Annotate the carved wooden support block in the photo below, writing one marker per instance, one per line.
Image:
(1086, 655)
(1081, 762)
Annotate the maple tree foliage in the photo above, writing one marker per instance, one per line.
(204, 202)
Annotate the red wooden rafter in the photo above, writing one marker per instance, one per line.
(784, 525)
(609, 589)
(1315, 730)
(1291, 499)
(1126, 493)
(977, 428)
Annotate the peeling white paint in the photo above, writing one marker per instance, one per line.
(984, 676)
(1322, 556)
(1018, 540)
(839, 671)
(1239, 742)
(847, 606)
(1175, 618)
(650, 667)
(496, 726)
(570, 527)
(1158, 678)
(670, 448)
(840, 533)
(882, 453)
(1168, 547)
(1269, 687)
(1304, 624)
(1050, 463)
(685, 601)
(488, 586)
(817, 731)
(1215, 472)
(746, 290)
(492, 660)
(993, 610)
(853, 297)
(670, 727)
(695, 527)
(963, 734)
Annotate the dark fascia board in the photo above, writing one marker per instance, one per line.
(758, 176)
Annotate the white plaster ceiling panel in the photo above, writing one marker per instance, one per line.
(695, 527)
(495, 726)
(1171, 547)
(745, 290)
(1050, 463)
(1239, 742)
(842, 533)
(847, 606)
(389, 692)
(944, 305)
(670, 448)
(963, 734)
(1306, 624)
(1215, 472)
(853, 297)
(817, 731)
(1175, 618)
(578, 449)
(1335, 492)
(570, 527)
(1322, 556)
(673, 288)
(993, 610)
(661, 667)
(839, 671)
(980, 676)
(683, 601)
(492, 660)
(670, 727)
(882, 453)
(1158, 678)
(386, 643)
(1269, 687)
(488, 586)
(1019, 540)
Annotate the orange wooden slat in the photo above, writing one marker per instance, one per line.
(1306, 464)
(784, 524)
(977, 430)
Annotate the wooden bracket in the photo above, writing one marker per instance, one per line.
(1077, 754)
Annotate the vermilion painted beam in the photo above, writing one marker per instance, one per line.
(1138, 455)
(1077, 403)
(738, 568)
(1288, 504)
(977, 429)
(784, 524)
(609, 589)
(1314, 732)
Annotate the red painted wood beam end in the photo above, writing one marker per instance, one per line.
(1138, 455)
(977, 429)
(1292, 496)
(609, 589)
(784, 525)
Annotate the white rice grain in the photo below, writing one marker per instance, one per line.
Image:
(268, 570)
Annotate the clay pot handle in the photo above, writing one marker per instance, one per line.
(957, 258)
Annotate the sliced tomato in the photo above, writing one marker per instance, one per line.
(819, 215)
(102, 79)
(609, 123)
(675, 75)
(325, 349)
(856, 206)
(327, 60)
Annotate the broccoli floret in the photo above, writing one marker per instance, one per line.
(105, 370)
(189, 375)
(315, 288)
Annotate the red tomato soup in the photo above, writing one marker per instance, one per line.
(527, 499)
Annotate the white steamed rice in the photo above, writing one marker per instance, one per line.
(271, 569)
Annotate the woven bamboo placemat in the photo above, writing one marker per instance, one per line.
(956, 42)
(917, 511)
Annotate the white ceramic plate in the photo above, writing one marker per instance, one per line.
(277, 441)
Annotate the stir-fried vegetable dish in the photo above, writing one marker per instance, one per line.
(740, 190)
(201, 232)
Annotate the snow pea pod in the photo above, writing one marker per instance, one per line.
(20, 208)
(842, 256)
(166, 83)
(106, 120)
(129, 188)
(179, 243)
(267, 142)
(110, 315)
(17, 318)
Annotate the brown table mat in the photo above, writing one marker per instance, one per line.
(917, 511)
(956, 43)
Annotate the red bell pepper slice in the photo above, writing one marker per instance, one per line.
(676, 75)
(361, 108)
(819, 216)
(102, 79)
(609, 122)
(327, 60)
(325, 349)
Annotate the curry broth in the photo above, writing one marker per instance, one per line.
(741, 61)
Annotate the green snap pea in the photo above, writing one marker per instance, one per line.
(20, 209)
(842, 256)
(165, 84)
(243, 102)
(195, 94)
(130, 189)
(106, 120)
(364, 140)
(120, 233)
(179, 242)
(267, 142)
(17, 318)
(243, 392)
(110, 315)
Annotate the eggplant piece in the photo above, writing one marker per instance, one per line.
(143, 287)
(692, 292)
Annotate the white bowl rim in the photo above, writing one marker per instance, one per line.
──────
Copy every line of the data above verbatim, without changing anything.

• TASK OUTPUT:
Annotate the carved wooden support block in the photo below, writing one marker per instance, one per line.
Image:
(1086, 655)
(1081, 762)
Annotate the maple tree foliage in the photo above, writing one marker per instance, one per line.
(204, 202)
Annotate the red wooden rafter in the photo above, writing one marker per instance, one per line.
(784, 525)
(609, 589)
(1315, 730)
(1291, 499)
(1126, 493)
(977, 428)
Annotate the peeling white paint in the photo above, writing one marker per instance, one per line.
(984, 676)
(1322, 556)
(1018, 540)
(839, 671)
(1239, 742)
(847, 606)
(1175, 618)
(650, 667)
(496, 726)
(570, 527)
(1158, 678)
(670, 448)
(840, 533)
(882, 453)
(1168, 547)
(1269, 687)
(1304, 624)
(1050, 463)
(685, 601)
(488, 586)
(817, 731)
(1215, 472)
(746, 290)
(492, 660)
(993, 610)
(853, 297)
(670, 727)
(695, 527)
(963, 734)
Annotate the dark fascia board in the photo above, writing one marker per instance, one per line.
(758, 176)
Annotate the white plaster ceiling panel in the photo above, writing one marker per instance, one per line.
(695, 527)
(495, 726)
(1171, 547)
(745, 290)
(1050, 463)
(1239, 742)
(842, 533)
(847, 606)
(389, 692)
(944, 305)
(670, 448)
(963, 734)
(1306, 624)
(1215, 472)
(853, 297)
(817, 731)
(1175, 618)
(578, 449)
(1335, 492)
(570, 527)
(1322, 556)
(673, 288)
(993, 610)
(661, 667)
(839, 671)
(980, 676)
(683, 601)
(492, 660)
(670, 727)
(882, 453)
(1158, 678)
(386, 643)
(1269, 687)
(488, 586)
(1019, 540)
Annotate the orange wooden slat in the photo above, writing one marker per instance, one per line.
(1306, 464)
(784, 524)
(977, 430)
Annotate the wooden bracket in the photo above, writing one marker per instance, one per line.
(1077, 754)
Annotate the vermilion painted beam in the photo above, writing one marker per instance, one per line.
(1138, 455)
(1077, 403)
(738, 568)
(1288, 504)
(977, 429)
(784, 524)
(609, 589)
(1314, 732)
Annotate the red painted wood beam end in the photo above, writing one marker per instance, one per line.
(1138, 455)
(977, 429)
(1292, 496)
(609, 589)
(784, 525)
Annotate the white rice grain in the photo below, writing one marker per instance, one per line.
Image:
(268, 570)
Annotate the clay pot handle in the photo above, writing one marker per instance, one per line.
(957, 258)
Annotate the sliced tomato in the photo above, writing one marker per instance, one per line.
(819, 215)
(102, 79)
(609, 123)
(675, 75)
(325, 349)
(856, 206)
(327, 60)
Annotate the broccoli floret in the photo above, writing one marker per instance, one per line.
(105, 370)
(189, 375)
(315, 288)
Annotate the red tomato soup in the photo above, writing one marker per instance, one per line.
(527, 499)
Annotate the white steamed rice in the photo above, writing one marker per instance, one per line.
(271, 569)
Annotate the woven bamboo placemat in the photo above, writing one marker per instance, one per line.
(956, 42)
(917, 511)
Annotate the white ceramic plate in the photo above, writing one marker per instance, one per line.
(277, 441)
Annotate the stir-fried vegetable dish in the photo above, writing one marker per instance, one per line.
(740, 190)
(201, 232)
Annotate the snow pea pod in the photo above, writing one marker per instance, one per line.
(20, 208)
(842, 256)
(166, 83)
(106, 120)
(129, 188)
(179, 243)
(267, 142)
(110, 315)
(17, 318)
Annotate the brown table mat in the photo above, writing one marker per instance, one per line.
(917, 511)
(956, 43)
Annotate the red bell pepper slice in the photo above, writing one marker per instance, one per line.
(676, 75)
(361, 108)
(819, 216)
(102, 79)
(609, 122)
(327, 60)
(325, 349)
Annotate the curry broth in the photo above, writing one marker per instance, one per line.
(741, 61)
Annotate the green snap pea in the photo above, writing one marker per instance, one per line.
(20, 209)
(842, 256)
(165, 84)
(243, 102)
(195, 94)
(130, 189)
(106, 120)
(364, 140)
(120, 233)
(179, 242)
(267, 142)
(17, 318)
(243, 392)
(110, 315)
Annotate the eggplant piece in the photo above, writing one marker per instance, one per line.
(143, 287)
(692, 292)
Annotate the white bowl rim in the photo above, writing one marker per instance, one per line.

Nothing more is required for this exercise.